List each line of the data below that contains the word "flower", reproducing every such line in full.

══════════════════════════════

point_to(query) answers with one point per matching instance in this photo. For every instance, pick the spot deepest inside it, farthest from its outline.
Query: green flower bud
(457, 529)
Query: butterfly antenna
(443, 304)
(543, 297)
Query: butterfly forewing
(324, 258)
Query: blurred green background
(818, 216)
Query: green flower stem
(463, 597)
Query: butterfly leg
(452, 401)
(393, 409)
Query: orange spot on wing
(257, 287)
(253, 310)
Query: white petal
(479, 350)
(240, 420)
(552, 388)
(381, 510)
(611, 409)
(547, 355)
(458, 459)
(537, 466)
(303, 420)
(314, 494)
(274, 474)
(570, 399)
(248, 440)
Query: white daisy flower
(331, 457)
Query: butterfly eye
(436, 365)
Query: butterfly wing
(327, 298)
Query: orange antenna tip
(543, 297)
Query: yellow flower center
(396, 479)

══════════════════════════════

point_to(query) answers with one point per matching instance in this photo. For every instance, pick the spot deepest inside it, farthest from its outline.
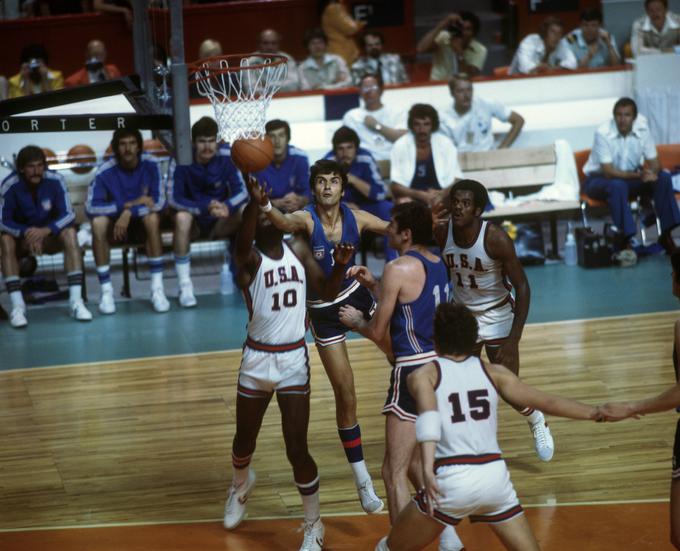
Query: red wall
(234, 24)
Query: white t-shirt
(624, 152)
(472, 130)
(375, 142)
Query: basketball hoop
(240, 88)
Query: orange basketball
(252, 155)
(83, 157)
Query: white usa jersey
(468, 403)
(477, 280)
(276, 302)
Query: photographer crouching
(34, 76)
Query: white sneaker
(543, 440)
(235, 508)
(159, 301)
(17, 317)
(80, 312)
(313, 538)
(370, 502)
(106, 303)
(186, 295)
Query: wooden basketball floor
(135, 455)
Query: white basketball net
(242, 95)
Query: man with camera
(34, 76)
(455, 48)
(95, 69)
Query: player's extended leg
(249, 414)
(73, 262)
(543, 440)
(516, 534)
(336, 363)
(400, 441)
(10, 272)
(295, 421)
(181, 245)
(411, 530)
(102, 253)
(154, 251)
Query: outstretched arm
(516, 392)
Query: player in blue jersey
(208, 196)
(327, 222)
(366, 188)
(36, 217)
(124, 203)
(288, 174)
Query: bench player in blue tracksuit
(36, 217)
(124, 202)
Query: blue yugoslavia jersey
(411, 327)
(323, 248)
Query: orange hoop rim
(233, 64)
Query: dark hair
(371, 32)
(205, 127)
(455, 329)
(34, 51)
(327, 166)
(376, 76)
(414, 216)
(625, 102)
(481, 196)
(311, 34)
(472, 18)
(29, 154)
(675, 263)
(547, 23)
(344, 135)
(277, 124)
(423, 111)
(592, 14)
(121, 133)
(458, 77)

══════════════════════════════

= Exercise solution =
Query: green flower bud
Query: green flower stem
Query: white daisy flower
Query: yellow flower center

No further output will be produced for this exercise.